_WORK TASK_
Nothing but the lines below from the one with "Where would you say the gravel" through the one with "Where would you say the flat" should be output, each exactly as given, and no pictures.

_DATA SHOWN_
- Opening Delimiter -
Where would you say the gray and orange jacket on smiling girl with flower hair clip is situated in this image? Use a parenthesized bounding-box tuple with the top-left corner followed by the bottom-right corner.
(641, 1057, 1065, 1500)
- Closing Delimiter -
- Opening Delimiter -
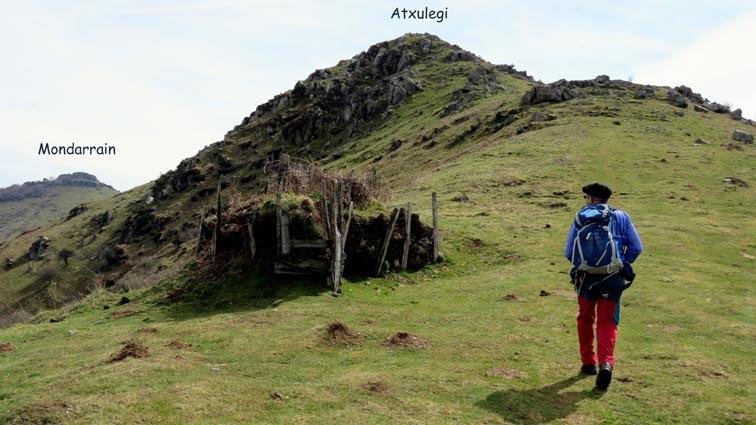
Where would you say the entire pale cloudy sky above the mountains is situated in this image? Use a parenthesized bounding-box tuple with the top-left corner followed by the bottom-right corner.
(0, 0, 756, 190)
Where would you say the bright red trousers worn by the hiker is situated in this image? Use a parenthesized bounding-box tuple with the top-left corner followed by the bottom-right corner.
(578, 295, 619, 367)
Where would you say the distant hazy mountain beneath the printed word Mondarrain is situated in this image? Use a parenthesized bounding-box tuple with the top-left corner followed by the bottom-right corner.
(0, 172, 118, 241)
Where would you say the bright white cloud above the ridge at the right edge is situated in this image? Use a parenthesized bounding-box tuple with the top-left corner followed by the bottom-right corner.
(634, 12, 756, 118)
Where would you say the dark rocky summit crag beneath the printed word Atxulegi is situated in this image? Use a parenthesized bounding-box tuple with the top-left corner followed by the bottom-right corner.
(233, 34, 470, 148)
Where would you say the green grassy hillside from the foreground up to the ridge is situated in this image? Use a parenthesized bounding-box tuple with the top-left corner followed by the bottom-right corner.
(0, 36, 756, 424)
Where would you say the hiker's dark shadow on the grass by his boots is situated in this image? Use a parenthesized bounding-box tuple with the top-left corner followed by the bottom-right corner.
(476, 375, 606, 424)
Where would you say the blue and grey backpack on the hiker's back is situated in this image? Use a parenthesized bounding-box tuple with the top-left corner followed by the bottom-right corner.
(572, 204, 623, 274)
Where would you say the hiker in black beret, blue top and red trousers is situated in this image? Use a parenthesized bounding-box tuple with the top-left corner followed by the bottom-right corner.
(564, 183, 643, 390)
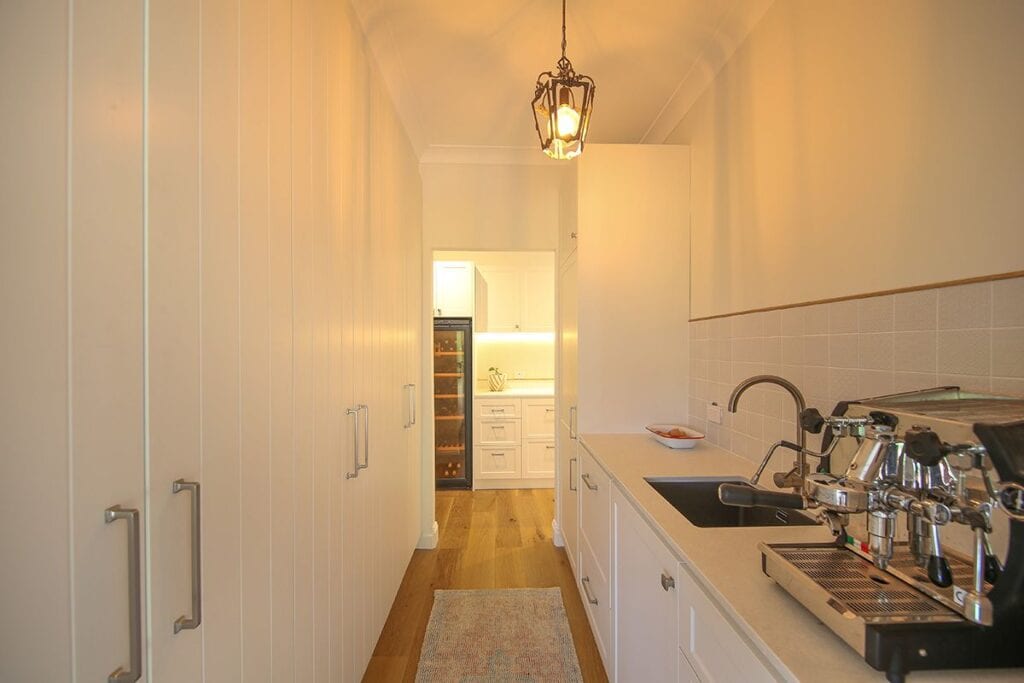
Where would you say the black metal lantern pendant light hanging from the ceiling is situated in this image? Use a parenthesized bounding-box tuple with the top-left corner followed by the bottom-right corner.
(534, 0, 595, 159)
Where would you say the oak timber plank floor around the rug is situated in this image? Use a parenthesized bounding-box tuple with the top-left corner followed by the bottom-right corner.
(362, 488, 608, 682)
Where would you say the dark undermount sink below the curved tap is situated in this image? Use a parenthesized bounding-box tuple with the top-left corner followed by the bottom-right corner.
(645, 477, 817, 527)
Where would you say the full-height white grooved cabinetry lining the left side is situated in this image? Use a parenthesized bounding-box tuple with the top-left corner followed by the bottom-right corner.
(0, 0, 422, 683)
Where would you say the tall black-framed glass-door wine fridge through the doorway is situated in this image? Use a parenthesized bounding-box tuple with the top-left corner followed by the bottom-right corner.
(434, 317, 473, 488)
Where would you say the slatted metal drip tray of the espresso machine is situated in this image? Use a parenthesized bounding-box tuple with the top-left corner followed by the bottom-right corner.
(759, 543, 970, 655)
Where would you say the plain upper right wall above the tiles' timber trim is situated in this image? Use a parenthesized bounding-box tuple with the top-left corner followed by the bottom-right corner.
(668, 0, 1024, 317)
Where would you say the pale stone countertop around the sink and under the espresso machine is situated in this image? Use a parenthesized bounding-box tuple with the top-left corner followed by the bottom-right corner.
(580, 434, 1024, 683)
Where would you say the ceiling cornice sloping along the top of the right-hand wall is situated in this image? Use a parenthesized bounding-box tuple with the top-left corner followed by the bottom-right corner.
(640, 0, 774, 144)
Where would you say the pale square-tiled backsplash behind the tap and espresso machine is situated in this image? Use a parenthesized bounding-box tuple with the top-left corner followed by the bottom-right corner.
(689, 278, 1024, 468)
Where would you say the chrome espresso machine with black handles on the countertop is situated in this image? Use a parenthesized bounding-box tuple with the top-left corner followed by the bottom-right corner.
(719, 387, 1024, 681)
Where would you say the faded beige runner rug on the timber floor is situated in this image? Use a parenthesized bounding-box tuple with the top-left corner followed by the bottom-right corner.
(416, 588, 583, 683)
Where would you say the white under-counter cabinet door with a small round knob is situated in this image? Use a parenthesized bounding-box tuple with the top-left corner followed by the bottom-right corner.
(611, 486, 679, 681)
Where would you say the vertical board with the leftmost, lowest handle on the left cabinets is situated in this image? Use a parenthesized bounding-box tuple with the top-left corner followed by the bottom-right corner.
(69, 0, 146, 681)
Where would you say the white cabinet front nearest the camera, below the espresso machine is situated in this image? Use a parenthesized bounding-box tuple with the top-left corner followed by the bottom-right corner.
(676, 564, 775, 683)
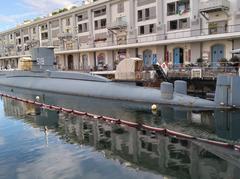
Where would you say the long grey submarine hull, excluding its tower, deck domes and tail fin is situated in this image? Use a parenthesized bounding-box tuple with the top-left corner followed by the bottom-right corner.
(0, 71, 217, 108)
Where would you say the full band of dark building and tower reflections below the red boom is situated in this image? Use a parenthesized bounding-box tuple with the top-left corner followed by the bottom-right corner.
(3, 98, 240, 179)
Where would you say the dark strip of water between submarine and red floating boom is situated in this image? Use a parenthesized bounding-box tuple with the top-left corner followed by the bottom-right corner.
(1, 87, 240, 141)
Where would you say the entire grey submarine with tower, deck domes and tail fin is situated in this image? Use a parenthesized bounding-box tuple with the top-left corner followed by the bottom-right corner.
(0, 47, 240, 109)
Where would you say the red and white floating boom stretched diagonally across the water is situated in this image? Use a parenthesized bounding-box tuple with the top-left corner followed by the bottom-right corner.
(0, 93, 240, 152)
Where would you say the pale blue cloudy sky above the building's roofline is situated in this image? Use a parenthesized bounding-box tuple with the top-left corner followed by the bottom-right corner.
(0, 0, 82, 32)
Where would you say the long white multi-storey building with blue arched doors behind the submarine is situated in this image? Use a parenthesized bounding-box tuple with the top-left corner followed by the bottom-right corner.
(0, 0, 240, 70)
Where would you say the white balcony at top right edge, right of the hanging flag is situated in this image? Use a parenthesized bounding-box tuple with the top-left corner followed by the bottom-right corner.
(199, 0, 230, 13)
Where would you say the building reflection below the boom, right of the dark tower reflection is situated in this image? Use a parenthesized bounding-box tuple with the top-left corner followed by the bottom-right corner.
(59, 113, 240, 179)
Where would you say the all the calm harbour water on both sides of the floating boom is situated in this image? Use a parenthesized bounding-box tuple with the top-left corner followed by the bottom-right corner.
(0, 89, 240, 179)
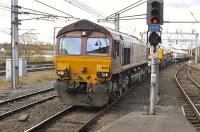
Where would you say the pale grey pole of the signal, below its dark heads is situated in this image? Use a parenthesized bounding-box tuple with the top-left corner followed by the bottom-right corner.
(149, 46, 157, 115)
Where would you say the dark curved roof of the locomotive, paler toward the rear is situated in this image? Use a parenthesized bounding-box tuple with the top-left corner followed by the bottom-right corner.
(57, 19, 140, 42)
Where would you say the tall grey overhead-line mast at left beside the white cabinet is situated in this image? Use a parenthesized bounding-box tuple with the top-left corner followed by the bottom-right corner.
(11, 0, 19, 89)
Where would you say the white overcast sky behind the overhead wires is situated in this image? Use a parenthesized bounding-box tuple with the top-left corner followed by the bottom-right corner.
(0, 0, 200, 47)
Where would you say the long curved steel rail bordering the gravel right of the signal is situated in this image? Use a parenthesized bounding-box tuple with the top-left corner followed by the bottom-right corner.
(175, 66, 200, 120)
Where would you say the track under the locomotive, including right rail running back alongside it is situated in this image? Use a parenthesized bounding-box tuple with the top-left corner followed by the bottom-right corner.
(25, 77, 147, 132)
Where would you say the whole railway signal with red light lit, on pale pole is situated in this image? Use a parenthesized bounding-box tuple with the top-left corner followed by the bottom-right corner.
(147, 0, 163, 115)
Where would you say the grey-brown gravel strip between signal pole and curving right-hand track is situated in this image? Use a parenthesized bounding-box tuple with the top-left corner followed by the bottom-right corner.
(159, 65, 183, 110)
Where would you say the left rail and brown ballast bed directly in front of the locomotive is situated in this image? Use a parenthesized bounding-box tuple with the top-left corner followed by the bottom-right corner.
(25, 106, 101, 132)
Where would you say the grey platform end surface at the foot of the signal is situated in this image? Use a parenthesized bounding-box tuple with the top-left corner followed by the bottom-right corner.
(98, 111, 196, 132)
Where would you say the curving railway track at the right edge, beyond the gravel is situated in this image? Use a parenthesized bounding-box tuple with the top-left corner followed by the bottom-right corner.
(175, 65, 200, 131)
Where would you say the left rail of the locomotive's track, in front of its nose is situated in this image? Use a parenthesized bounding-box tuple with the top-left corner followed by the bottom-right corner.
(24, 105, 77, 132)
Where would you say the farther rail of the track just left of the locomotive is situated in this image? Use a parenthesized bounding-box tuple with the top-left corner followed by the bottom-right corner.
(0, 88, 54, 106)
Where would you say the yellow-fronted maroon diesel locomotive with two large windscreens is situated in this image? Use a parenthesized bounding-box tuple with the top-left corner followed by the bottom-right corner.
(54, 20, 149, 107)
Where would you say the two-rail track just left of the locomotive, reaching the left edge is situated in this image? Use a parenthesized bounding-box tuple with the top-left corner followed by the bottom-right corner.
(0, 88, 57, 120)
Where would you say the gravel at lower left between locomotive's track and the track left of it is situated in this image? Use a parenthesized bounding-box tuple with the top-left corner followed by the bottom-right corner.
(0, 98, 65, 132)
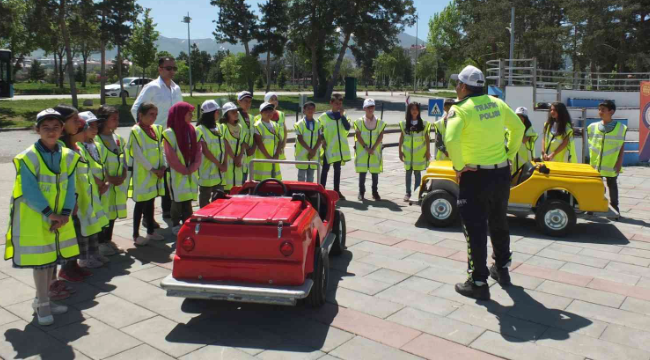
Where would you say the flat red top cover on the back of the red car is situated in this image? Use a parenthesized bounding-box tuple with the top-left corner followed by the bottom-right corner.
- Closing Delimiter -
- Opening Delimiter -
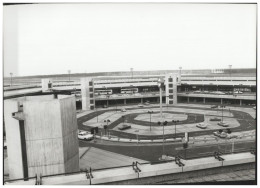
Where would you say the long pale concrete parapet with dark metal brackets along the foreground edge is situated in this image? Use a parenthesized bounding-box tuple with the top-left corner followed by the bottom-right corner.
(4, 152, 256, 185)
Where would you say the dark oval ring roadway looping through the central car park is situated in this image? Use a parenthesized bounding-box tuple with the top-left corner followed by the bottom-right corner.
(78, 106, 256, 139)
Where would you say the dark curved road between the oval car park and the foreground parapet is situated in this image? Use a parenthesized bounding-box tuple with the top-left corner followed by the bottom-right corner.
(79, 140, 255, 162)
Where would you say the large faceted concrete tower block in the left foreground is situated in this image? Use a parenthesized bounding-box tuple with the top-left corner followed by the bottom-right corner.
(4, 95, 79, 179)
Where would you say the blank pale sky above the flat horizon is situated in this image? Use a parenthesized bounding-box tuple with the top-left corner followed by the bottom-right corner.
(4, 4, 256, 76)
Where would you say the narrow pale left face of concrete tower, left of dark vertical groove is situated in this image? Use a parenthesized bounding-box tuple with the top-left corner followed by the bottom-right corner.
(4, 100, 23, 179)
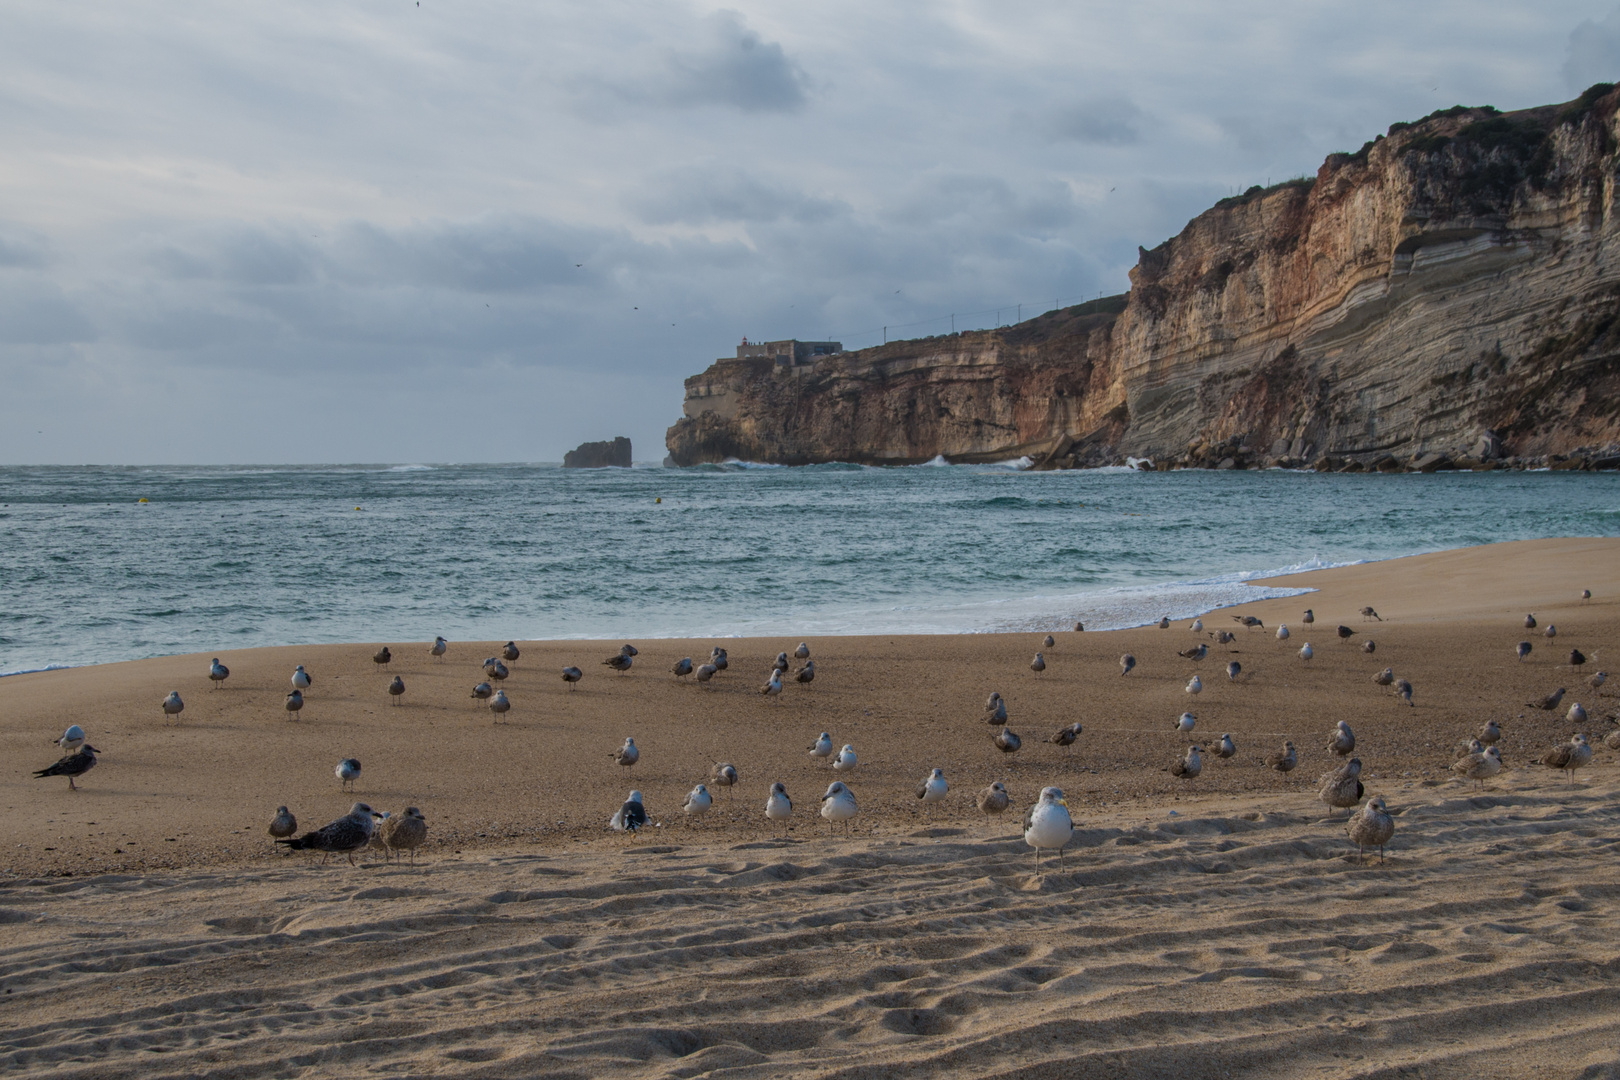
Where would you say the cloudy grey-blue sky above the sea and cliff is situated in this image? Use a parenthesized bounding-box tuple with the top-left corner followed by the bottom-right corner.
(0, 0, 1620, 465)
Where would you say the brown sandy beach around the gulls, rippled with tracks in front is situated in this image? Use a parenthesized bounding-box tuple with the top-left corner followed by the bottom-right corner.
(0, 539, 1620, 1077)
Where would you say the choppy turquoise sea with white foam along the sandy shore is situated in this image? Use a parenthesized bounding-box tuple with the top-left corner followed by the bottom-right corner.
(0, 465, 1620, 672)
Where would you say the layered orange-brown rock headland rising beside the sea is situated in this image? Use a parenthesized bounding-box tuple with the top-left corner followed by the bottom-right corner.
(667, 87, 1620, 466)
- Closing Delimiter -
_ANSWER TO THIS TASK_
Where would you say the gravel at lower left between locomotive's track and the track left of it is situated in this image? Use a parenthesized bounding-box tuple with the top-left corner followed by the bottom-right corner.
(0, 98, 65, 132)
Where would you say the flat red top cover on the back of the red car is situated in this image? Use a parenthesized bounding-box tuple with the top-left corner followed by the bottom-right corner.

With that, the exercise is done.